[Point-per-instance localization data]

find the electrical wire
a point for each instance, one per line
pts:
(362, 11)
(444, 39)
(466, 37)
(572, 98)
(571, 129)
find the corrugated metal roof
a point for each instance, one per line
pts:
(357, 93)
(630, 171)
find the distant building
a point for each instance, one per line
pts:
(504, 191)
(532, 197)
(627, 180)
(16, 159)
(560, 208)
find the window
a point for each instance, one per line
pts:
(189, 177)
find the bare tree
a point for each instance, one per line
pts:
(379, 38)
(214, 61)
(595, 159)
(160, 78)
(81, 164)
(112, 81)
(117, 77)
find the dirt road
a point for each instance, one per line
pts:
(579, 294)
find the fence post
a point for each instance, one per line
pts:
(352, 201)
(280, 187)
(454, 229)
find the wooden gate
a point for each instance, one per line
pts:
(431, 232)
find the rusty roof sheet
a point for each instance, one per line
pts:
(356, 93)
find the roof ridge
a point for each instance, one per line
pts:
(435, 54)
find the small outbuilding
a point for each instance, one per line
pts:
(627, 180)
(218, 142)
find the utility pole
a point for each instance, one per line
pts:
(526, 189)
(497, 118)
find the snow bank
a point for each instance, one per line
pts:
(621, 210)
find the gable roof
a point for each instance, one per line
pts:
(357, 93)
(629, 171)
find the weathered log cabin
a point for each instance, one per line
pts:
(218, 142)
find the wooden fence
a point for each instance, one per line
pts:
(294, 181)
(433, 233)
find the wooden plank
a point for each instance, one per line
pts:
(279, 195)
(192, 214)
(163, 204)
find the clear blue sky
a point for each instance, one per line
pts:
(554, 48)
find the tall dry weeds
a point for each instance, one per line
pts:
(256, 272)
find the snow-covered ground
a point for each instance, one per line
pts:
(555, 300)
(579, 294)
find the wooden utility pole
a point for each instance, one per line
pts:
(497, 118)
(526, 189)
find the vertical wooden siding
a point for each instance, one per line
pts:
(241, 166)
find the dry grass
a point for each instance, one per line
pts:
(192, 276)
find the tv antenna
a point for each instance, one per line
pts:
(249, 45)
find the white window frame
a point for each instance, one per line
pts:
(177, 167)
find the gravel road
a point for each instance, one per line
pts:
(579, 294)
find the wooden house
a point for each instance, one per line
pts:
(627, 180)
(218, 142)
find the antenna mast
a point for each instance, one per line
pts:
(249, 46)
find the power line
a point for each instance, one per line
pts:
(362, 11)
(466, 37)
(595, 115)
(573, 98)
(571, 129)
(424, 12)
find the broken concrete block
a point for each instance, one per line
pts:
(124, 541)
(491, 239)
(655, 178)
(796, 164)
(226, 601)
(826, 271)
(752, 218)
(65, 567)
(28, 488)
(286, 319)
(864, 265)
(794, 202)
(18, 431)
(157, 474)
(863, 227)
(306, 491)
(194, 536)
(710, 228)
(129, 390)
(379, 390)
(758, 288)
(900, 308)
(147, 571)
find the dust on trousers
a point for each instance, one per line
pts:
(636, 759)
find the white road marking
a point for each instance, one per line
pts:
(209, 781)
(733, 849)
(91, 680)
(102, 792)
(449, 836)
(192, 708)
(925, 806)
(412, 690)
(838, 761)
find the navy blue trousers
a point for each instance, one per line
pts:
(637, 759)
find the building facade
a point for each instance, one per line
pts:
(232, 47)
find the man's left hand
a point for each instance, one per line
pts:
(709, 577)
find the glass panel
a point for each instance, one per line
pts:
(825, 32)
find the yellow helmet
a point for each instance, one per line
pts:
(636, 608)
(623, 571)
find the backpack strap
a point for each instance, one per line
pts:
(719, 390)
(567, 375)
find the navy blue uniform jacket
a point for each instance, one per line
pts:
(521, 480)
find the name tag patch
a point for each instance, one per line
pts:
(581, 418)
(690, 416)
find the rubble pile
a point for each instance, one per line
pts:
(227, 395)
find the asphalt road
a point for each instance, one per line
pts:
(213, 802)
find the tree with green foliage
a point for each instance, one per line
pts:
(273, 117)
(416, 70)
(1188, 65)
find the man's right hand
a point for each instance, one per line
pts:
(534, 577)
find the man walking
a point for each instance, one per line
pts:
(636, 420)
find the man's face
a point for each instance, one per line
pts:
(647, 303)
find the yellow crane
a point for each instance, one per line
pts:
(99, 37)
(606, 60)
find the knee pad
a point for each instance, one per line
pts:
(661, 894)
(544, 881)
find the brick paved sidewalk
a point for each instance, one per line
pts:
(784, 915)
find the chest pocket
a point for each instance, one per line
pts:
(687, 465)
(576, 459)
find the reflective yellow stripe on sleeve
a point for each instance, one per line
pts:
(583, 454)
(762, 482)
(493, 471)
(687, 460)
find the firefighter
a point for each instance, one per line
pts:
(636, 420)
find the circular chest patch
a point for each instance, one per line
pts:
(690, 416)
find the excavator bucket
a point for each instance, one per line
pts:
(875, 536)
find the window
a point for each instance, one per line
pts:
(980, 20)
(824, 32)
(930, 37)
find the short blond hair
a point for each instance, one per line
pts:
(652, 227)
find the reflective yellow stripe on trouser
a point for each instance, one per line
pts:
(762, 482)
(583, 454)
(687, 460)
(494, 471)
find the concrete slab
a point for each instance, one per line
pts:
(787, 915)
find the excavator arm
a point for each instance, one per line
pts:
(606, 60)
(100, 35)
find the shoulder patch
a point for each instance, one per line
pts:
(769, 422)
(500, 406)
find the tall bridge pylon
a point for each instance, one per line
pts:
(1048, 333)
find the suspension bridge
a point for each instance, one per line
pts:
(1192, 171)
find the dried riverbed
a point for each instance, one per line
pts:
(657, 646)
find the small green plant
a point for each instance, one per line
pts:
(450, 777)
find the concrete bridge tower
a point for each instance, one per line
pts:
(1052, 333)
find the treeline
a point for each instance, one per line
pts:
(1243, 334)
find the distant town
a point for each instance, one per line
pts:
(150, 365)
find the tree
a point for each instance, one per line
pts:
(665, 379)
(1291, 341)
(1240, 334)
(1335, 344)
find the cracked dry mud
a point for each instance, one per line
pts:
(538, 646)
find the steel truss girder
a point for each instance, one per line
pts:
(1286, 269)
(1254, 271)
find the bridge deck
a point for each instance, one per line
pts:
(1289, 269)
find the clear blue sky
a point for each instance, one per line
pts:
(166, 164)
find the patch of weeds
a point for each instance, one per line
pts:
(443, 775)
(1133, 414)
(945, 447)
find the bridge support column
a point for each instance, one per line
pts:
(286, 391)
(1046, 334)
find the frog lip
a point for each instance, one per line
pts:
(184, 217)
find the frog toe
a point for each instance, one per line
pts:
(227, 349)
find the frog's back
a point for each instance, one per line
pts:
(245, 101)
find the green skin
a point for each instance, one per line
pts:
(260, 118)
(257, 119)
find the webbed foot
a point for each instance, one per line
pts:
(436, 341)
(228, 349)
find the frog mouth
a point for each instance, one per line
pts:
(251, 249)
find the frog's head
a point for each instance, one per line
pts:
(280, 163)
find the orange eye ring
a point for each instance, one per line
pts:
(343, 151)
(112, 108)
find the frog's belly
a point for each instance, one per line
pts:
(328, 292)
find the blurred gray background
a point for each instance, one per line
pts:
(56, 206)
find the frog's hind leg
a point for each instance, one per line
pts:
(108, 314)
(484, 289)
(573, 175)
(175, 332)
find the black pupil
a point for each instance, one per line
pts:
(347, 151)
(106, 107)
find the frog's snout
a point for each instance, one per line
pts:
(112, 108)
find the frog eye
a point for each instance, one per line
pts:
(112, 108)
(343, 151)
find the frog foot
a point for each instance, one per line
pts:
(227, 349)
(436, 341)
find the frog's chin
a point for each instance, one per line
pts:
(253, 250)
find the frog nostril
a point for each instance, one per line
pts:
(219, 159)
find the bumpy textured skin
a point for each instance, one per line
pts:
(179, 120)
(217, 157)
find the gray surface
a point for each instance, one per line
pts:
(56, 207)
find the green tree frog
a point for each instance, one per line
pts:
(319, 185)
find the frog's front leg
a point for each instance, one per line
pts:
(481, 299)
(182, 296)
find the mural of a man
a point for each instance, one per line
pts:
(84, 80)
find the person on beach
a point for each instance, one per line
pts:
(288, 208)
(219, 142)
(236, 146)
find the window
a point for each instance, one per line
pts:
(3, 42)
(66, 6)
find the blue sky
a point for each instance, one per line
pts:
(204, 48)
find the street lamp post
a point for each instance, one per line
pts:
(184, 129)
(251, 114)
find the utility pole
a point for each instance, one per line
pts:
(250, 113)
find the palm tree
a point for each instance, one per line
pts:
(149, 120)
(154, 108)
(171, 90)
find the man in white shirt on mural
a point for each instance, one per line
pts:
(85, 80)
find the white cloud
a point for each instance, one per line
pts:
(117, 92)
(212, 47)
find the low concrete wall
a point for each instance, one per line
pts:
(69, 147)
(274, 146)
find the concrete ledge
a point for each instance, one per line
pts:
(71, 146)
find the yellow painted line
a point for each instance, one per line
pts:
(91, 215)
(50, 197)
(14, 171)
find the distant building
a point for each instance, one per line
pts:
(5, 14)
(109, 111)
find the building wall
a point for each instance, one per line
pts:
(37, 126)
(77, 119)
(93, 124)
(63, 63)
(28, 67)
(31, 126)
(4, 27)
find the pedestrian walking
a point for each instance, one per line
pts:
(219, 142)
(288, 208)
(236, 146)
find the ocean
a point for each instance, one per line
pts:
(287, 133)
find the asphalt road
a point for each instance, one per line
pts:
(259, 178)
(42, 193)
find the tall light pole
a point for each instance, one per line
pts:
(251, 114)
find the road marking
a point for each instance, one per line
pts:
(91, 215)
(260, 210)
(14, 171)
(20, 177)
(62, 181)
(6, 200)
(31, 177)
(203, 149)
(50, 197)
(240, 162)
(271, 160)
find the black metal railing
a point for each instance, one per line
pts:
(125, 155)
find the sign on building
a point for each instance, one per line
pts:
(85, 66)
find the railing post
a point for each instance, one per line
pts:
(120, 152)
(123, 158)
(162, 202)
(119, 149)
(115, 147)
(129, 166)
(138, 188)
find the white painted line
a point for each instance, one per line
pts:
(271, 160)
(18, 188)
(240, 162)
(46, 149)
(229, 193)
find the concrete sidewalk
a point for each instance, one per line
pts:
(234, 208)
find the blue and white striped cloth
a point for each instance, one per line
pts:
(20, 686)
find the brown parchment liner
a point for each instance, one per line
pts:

What is required:
Please transcribe only the lines in the records above running from the line that has "find the frog's belly" through the line that has "find the frog nostril", both included, exactly as they appear.

Solved exercise:
find the frog's belly
a point for each instance, one per line
pts:
(328, 292)
find the blurred gray background
a point for each instance, one per line
pts:
(56, 206)
find the frog's hind leg
a point for each instance, one per line
pts:
(108, 314)
(484, 289)
(573, 175)
(175, 332)
find the black pupil
a point for each instance, one per line
pts:
(347, 151)
(106, 107)
find the frog's snout
a point for each instance, one per line
pts:
(112, 108)
find the frog eye
a point for each instance, one per line
pts:
(112, 108)
(343, 151)
find the frog foot
a point for each instance, one per line
pts:
(227, 349)
(436, 341)
find the frog's chin
a point for each instance, one per line
pts:
(253, 250)
find the frog nostril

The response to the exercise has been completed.